=== Task ===
Rewrite the entries from the first line up to and including the line with "point(9, 163)", switching every "Tag" to "Mark" and leaving everything else unchanged.

=== Source records ===

■ ■ ■

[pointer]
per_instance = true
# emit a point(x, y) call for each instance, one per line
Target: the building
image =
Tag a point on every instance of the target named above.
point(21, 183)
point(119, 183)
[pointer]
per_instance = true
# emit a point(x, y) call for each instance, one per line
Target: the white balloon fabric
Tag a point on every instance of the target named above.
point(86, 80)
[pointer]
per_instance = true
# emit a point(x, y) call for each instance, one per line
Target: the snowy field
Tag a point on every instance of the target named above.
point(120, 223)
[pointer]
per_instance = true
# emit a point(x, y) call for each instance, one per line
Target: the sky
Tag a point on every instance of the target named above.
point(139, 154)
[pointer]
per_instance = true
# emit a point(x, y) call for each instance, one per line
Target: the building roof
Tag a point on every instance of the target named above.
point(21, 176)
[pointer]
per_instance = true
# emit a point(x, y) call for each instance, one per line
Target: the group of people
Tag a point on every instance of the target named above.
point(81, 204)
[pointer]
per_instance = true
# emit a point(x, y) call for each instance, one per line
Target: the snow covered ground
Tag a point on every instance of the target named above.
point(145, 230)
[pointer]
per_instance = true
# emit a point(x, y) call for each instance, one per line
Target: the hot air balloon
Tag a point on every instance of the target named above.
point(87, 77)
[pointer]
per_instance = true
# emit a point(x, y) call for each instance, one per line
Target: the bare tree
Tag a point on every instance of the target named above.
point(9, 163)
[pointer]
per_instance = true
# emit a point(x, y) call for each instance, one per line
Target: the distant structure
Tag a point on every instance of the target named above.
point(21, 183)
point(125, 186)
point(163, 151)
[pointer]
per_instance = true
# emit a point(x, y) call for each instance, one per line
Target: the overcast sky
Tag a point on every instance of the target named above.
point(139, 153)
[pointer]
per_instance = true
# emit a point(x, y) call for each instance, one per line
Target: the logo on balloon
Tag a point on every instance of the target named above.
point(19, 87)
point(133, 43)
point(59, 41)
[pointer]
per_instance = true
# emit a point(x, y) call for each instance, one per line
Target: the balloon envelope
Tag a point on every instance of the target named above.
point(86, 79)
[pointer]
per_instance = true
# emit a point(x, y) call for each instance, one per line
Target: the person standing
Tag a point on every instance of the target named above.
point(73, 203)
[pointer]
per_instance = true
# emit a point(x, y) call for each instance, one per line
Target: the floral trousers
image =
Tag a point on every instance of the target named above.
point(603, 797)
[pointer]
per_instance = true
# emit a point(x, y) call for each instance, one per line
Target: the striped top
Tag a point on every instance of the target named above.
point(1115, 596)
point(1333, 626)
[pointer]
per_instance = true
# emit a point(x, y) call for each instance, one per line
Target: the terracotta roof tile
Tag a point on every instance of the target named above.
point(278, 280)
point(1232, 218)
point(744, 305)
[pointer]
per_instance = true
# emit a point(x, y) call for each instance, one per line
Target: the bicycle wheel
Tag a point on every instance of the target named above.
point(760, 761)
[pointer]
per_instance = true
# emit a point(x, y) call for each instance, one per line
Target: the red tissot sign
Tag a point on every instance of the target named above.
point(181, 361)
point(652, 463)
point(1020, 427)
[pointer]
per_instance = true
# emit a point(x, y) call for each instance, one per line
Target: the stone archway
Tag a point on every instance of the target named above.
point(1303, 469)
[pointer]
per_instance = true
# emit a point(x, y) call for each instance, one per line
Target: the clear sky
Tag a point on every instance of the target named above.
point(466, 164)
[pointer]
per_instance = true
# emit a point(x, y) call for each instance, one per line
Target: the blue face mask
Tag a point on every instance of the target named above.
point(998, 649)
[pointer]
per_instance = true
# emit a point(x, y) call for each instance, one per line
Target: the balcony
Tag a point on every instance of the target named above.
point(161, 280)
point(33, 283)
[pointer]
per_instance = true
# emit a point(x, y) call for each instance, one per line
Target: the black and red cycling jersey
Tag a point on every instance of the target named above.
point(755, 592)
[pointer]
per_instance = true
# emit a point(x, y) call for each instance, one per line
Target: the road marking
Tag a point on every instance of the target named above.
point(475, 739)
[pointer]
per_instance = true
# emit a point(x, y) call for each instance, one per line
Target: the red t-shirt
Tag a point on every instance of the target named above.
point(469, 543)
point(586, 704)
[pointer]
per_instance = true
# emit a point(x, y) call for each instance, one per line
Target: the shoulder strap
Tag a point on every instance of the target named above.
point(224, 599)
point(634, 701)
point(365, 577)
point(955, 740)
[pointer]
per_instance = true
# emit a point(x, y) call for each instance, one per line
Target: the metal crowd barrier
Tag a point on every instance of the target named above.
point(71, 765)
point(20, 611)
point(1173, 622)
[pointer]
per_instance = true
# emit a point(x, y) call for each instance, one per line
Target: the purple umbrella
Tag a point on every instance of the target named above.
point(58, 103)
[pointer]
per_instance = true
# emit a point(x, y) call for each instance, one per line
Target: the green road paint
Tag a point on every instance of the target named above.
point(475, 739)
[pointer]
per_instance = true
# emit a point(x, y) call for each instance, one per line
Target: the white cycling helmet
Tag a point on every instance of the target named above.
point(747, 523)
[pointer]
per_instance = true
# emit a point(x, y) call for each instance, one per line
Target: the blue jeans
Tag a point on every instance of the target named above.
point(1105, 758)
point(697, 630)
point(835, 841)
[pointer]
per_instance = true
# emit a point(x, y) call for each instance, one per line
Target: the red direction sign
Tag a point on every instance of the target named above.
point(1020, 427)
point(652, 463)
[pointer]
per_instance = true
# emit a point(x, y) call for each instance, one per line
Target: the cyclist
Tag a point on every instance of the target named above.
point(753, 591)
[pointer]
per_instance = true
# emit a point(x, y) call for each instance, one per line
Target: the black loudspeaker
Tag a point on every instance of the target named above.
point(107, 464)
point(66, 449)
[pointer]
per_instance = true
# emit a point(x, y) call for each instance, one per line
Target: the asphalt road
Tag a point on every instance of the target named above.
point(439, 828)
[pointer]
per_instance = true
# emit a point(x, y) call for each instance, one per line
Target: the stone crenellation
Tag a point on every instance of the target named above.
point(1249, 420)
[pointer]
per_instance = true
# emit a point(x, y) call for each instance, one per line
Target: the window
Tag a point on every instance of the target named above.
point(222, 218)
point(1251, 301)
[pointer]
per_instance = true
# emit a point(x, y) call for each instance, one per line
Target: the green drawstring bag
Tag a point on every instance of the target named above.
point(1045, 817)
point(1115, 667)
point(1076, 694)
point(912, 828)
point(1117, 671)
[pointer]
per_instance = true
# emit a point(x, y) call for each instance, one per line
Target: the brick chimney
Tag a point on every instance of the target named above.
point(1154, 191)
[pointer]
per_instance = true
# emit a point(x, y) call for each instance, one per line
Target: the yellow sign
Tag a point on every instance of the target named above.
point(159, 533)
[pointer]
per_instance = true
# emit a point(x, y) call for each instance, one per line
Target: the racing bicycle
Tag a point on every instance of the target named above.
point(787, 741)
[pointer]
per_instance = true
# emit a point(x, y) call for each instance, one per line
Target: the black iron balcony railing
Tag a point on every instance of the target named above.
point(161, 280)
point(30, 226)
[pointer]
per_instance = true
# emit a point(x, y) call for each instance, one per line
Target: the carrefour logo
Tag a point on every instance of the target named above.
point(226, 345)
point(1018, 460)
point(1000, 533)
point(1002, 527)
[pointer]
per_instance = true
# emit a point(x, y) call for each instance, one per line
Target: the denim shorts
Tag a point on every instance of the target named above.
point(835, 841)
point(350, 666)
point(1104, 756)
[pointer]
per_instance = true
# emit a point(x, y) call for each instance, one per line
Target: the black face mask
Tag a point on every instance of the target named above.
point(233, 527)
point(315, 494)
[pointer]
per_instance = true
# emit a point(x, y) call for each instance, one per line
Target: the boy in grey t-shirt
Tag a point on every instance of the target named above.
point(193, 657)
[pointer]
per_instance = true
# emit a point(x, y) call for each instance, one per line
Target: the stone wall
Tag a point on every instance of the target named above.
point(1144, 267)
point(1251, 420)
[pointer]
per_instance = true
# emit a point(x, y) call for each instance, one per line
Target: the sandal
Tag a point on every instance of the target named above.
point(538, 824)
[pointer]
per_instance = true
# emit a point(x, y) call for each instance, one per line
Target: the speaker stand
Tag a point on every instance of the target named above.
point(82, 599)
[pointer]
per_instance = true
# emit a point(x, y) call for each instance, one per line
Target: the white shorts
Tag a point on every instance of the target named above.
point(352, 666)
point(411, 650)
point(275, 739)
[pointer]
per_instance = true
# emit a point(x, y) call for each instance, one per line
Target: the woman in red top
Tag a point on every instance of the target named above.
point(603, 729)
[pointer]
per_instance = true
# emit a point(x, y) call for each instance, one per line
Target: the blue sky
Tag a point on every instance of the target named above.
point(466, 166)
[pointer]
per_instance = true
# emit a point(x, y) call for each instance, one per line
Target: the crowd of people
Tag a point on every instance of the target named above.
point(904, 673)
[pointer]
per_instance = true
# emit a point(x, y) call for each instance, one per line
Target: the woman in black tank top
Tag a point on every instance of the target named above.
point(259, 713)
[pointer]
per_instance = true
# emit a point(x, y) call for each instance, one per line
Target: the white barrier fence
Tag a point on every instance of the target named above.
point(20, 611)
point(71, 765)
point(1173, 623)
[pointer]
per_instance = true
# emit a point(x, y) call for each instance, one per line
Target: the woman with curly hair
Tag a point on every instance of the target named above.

■ ■ ■

=== Answer to the exercise ===
[pointer]
per_instance = true
# emit a point(x, y) call for each instance, one per line
Target: the building
image =
Mark a point on every instance of the target named above.
point(21, 183)
point(119, 183)
[pointer]
per_instance = true
# emit a point(x, y) call for each instance, one per line
Target: the white balloon fabric
Mark a point on every instance of the target named above.
point(86, 80)
[pointer]
per_instance = true
# emit a point(x, y) call for each instance, one per line
Target: the snowy field
Mark a point on every instance of the target named above.
point(120, 223)
[pointer]
per_instance = true
# emit a point(x, y) call for each instance, one per line
Target: the sky
Mark a point on every instance of the target named above.
point(139, 154)
[pointer]
per_instance = true
# emit a point(x, y) call for each instance, one per line
Target: the building roof
Mark a point on every instance of the target named above.
point(21, 176)
[pointer]
per_instance = true
# emit a point(x, y) call for each instance, one per line
Target: the group of people
Mark a point on every instance of the target named above.
point(81, 204)
[pointer]
per_instance = true
# emit a point(x, y) call for each instance, one per line
Target: the snow covered ground
Mark a point on every instance of the target named above.
point(145, 230)
[pointer]
per_instance = true
# emit a point(x, y) call for each instance, one per line
Target: the hot air balloon
Mark a point on every instance of the target named above.
point(87, 77)
[pointer]
per_instance = true
# emit a point(x, y) call for each instance, one per line
Target: the bare tree
Mark a point on every instance of the target named above.
point(9, 163)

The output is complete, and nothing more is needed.